EXTRACT TO READ ▸
● ● ● ● ● ● ●

# Holiday Inn Club Vacations at Orange Lake Resort - West, East, etc Village



## Arb (Jan 18, 2009)

I need help -- advice and info.
First, is ALL of Orange Lake now Holiday Inn?
Next: is there any advantge to staying in one or another of the "directional" Orange Lakes?


----------



## EvelynK72 (Jan 18, 2009)

A quick search of the discussion board using the term "Orange Lake" reveals a whole lot of posts regarding this resort. Here are two that describe the various areas:

http://tugbbs.com/forums/showthread.php?t=84134&highlight=orange+lake


http://tugbbs.com/forums/showthread.php?t=76313&highlight=orange+lake


And here is a link that describes a back route to Disney:


http://tugbbs.com/forums/showpost.php?p=579492&postcount=8




There were lots of other posts that may suit your own needs and questions, so I'd suggest running a search and scanning the topics.


----------



## Arb (Jan 18, 2009)

*I did search*

Actuallly, I did search before I asked.
Thanks for the links, though.
I'm still wonderng about the Holiday Inn connection. Did HI take over everything at Orange Lake?

Also, I'm wondering whether Holiday Inn took over the Marriott Panama City Legends property!


----------



## bccash63 (Jan 18, 2009)

● ● ● ● ● ● ●

MATERIAL PROVIDED ▸
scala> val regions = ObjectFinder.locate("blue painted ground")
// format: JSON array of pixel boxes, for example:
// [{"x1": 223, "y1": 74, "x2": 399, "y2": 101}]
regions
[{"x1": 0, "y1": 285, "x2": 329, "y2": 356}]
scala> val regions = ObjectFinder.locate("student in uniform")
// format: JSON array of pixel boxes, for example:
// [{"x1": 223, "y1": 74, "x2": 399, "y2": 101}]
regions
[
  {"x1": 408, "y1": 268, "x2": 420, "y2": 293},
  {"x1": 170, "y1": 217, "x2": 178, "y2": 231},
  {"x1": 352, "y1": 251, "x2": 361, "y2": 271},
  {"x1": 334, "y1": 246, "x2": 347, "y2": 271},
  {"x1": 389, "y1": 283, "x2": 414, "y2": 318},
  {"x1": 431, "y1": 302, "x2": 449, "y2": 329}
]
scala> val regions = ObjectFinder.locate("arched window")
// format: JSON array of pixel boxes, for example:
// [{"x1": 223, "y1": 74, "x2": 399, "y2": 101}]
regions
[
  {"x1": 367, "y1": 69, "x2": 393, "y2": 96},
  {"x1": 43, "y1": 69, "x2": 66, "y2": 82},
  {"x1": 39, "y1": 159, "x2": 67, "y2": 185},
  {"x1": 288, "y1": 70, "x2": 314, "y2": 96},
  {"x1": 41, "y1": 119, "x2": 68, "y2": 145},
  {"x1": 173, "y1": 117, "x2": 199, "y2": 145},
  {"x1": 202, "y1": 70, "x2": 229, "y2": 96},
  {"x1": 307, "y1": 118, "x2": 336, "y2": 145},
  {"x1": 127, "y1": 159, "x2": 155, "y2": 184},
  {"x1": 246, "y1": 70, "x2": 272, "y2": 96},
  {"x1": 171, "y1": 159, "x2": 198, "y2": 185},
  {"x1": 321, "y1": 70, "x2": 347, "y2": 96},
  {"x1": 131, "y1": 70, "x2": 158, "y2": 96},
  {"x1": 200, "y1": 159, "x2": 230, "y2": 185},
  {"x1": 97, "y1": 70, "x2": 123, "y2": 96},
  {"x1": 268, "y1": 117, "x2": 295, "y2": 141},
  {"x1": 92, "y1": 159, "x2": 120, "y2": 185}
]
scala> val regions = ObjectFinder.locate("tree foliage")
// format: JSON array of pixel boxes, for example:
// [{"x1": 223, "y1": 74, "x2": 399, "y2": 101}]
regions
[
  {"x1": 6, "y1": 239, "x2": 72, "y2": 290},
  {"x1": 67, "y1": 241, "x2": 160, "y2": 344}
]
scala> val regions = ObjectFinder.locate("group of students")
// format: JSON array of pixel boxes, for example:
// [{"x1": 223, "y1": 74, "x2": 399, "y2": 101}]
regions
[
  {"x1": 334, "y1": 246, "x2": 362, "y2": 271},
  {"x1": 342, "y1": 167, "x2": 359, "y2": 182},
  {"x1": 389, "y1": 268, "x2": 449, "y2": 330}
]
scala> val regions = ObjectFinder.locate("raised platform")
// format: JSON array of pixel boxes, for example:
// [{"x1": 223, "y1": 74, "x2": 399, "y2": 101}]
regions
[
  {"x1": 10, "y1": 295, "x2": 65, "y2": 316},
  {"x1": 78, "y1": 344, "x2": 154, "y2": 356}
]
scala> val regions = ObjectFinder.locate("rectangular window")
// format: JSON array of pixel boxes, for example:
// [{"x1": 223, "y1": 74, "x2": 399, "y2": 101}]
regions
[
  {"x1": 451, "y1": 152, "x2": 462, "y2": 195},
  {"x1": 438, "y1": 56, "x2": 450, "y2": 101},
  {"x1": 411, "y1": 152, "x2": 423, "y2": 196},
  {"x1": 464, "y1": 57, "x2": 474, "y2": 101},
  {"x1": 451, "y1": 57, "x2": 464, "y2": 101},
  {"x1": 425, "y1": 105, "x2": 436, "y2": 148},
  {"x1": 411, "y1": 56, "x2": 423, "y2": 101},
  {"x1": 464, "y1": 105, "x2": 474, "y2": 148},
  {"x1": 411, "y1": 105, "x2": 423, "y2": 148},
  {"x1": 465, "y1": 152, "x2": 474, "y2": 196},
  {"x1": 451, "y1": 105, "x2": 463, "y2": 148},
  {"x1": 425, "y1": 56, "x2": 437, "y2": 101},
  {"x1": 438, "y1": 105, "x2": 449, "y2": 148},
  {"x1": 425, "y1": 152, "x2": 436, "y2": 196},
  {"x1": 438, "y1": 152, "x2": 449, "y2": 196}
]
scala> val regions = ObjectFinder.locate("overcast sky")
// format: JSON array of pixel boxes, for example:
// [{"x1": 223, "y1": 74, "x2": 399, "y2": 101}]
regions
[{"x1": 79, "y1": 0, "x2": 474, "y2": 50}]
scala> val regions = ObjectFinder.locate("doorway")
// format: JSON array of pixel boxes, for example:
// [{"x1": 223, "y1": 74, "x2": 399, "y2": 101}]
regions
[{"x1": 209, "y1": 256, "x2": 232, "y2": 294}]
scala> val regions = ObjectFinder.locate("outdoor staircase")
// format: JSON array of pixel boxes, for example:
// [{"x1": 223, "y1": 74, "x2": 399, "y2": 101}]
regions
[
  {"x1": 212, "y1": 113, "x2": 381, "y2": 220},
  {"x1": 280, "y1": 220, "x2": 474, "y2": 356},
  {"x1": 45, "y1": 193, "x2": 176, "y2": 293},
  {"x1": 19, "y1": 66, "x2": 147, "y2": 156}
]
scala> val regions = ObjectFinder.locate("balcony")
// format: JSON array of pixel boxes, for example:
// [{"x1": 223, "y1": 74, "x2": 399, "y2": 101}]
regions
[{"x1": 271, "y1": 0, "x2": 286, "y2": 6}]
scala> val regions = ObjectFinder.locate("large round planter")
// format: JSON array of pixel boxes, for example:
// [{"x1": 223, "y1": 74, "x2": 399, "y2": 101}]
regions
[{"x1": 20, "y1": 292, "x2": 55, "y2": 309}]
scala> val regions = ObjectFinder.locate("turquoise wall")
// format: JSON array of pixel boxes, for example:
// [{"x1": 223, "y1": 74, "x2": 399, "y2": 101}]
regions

● ● ● ● ● ● ●

TASK REQUIREMENTS ▸ Copy out the whole Orange Lake Resort thread word for word, from its title through the final post header. The listing isn't needed for anything here.

TASK RESULT ▸
# Holiday Inn Club Vacations at Orange Lake Resort - West, East, etc Village



## Arb (Jan 18, 2009)

I need help -- advice and info.
First, is ALL of Orange Lake now Holiday Inn?
Next: is there any advantge to staying in one or another of the "directional" Orange Lakes?


----------



## EvelynK72 (Jan 18, 2009)

A quick search of the discussion board using the term "Orange Lake" reveals a whole lot of posts regarding this resort. Here are two that describe the various areas:

http://tugbbs.com/forums/showthread.php?t=84134&highlight=orange+lake


http://tugbbs.com/forums/showthread.php?t=76313&highlight=orange+lake


And here is a link that describes a back route to Disney:


http://tugbbs.com/forums/showpost.php?p=579492&postcount=8




There were lots of other posts that may suit your own needs and questions, so I'd suggest running a search and scanning the topics.


----------



## Arb (Jan 18, 2009)

*I did search*

Actuallly, I did search before I asked.
Thanks for the links, though.
I'm still wonderng about the Holiday Inn connection. Did HI take over everything at Orange Lake?

Also, I'm wondering whether Holiday Inn took over the Marriott Panama City Legends property!


----------



## bccash63 (Jan 18, 2009)